*Work order:* Output nothing but the lines from the first line of the entries to the line with "segment --target=skunk --coords=pixels", inclusive, exactly as they read.

(Collected data)
--- START ---

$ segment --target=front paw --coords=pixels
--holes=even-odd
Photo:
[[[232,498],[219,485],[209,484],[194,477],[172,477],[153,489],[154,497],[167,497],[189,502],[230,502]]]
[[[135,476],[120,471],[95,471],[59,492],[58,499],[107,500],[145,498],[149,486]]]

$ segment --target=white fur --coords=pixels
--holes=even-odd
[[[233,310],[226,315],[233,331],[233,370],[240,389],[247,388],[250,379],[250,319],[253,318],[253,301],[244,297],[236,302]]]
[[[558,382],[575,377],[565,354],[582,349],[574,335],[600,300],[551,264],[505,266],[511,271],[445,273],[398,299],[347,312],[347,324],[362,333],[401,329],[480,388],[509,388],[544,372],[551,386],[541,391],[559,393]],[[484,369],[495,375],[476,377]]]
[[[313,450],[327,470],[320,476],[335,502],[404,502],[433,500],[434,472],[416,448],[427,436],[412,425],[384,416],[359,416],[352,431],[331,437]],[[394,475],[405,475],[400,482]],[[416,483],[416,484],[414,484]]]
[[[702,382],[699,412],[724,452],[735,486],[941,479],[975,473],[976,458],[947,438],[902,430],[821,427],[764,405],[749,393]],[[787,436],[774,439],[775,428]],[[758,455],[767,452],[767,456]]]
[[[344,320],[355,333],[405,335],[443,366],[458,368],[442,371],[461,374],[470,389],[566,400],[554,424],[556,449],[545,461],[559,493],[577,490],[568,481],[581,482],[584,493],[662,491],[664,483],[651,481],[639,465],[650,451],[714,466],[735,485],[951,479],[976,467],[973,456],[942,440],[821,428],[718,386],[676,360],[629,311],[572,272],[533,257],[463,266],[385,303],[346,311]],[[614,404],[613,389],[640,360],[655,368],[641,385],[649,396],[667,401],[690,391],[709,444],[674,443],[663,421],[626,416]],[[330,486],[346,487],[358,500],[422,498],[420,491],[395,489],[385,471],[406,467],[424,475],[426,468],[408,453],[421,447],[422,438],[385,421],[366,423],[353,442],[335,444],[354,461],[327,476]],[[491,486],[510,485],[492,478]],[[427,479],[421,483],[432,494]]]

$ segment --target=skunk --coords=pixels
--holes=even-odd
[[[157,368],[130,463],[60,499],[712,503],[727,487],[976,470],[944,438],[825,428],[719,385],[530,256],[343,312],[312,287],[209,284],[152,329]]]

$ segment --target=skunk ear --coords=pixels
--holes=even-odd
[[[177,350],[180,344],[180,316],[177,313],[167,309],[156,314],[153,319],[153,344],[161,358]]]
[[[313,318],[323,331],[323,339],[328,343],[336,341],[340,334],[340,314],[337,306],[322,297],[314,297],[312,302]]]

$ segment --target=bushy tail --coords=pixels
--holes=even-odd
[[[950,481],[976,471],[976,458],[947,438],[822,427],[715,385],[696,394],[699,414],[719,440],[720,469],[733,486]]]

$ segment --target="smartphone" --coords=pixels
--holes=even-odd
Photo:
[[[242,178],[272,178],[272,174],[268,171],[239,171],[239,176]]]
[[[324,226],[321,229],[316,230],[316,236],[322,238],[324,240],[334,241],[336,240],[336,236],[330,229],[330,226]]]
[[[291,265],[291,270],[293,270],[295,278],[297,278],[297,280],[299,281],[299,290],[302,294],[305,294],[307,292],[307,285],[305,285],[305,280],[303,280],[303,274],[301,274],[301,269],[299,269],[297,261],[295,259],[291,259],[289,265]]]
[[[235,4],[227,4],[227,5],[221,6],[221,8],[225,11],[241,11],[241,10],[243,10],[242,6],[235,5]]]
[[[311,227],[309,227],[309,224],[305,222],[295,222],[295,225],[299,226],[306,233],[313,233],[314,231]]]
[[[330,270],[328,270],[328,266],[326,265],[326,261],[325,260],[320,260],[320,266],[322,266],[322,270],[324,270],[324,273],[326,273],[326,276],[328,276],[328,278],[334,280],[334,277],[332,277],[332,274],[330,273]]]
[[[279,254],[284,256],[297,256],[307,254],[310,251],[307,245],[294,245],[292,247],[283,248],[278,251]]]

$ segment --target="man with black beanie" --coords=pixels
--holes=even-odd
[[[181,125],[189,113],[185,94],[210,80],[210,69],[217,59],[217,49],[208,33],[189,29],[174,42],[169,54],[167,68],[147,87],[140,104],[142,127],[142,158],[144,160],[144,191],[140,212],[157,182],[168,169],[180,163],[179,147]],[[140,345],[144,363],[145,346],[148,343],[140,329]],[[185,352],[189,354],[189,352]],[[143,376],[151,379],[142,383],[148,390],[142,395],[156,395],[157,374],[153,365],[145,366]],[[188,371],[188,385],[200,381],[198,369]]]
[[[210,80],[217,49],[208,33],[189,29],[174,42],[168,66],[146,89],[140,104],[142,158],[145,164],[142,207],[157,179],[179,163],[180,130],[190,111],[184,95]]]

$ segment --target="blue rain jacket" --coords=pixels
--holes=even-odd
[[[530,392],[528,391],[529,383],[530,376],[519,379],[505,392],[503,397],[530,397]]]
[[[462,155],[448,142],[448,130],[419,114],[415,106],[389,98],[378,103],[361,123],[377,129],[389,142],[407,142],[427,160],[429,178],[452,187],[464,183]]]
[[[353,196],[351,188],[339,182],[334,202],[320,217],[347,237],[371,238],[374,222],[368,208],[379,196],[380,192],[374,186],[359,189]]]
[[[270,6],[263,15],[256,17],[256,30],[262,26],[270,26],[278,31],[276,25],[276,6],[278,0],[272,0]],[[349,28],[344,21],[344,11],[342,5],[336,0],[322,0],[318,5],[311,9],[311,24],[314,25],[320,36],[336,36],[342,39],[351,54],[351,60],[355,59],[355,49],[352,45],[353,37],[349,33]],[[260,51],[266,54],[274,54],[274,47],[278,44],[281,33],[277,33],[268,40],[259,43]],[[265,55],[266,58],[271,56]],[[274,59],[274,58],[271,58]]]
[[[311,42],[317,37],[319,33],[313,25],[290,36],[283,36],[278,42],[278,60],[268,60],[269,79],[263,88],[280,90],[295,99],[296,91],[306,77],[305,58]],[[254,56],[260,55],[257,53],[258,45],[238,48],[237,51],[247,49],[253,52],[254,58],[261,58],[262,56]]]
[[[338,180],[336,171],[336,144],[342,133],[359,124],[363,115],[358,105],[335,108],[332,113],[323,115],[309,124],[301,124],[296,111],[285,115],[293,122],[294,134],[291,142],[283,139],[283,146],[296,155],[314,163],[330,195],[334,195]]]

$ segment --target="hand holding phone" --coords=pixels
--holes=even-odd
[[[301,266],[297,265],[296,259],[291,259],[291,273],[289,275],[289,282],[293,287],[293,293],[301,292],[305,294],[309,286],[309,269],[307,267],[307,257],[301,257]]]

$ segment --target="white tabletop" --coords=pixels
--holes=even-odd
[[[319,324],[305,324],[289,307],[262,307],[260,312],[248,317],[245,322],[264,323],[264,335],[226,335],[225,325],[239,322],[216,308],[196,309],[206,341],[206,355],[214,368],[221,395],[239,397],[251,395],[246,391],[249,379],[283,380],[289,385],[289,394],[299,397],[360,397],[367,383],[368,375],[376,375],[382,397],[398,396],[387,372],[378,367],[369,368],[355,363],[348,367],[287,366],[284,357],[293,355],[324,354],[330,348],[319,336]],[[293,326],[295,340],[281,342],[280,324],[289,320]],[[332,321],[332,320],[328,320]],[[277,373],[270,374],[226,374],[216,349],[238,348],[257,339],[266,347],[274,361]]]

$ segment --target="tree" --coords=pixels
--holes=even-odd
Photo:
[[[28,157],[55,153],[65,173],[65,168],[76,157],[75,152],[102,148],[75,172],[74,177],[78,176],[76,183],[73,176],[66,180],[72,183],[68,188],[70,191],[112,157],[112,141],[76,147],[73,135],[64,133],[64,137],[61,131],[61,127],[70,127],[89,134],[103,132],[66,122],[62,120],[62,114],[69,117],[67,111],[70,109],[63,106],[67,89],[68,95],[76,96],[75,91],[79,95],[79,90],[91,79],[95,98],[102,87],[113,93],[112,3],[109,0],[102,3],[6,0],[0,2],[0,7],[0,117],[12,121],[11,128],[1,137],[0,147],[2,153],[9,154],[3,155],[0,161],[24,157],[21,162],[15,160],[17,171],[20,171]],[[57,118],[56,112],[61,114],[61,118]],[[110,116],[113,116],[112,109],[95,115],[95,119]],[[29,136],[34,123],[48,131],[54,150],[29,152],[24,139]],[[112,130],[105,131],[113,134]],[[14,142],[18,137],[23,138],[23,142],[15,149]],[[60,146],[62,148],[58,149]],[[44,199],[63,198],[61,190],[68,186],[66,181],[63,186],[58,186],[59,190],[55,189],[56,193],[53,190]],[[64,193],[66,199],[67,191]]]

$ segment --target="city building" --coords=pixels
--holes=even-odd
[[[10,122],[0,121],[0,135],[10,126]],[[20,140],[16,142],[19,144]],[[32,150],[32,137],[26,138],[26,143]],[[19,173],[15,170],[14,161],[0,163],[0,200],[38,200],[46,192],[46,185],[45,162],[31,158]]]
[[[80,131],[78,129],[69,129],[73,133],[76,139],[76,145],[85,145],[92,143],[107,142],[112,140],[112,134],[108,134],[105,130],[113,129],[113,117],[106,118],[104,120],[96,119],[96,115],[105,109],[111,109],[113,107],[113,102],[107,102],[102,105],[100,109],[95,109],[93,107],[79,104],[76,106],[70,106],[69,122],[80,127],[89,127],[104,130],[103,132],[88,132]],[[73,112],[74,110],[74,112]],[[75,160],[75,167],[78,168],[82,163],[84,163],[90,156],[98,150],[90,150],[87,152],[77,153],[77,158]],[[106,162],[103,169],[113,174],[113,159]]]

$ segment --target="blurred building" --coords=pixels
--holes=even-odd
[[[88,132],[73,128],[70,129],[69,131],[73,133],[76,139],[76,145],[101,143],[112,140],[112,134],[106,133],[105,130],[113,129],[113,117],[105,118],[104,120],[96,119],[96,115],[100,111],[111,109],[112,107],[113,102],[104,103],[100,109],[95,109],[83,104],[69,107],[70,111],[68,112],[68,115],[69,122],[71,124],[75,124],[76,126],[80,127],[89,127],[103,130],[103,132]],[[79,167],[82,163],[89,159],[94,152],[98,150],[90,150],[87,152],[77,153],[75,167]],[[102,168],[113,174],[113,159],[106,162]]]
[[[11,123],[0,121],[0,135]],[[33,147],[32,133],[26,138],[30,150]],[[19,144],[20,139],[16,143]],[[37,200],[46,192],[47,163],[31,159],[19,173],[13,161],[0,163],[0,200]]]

--- END ---

*Task response:*
$ segment --target=front paw --coords=pixels
--holes=even-odd
Photo:
[[[232,498],[219,485],[209,484],[194,477],[172,477],[153,489],[154,497],[167,497],[189,502],[230,502]]]
[[[135,476],[120,471],[95,471],[59,492],[58,499],[107,500],[145,498],[149,486]]]

$ segment --target=white fur --coords=pixels
--holes=even-odd
[[[233,310],[226,315],[233,331],[233,370],[240,389],[247,388],[250,379],[250,319],[253,318],[253,301],[244,297],[236,302]]]
[[[558,382],[575,377],[565,354],[582,349],[574,335],[600,300],[551,264],[505,266],[511,271],[445,273],[398,299],[347,312],[347,324],[362,333],[401,329],[480,388],[509,388],[544,372],[551,386],[541,391],[559,393]],[[484,369],[495,375],[476,377]]]
[[[313,450],[327,470],[320,476],[335,502],[404,502],[433,500],[434,472],[416,448],[427,436],[412,425],[384,416],[359,416],[352,431],[331,437]],[[394,475],[405,475],[400,482]],[[416,483],[416,484],[414,484]]]
[[[702,382],[699,412],[724,452],[735,486],[941,479],[975,473],[976,458],[947,438],[902,430],[821,427],[764,405],[749,393]],[[787,436],[774,439],[775,428]],[[758,455],[767,452],[767,456]]]
[[[344,320],[355,333],[405,335],[443,366],[458,368],[442,371],[461,374],[470,389],[566,400],[554,424],[556,449],[545,461],[559,493],[577,490],[568,481],[581,482],[584,493],[662,491],[664,483],[651,481],[639,465],[650,451],[714,466],[735,485],[951,479],[976,467],[973,456],[942,440],[821,428],[718,386],[676,360],[629,311],[572,272],[533,257],[463,266],[385,303],[346,311]],[[614,404],[613,389],[640,360],[655,368],[641,385],[649,396],[667,401],[690,391],[709,444],[674,443],[663,421],[626,416]],[[330,486],[346,487],[358,500],[422,498],[420,491],[395,489],[385,471],[406,467],[424,475],[426,468],[408,453],[421,447],[422,438],[385,421],[366,423],[353,442],[335,444],[354,461],[327,476]],[[491,486],[510,485],[492,478]],[[427,479],[421,483],[432,494]]]

$ segment --target=skunk --coords=pixels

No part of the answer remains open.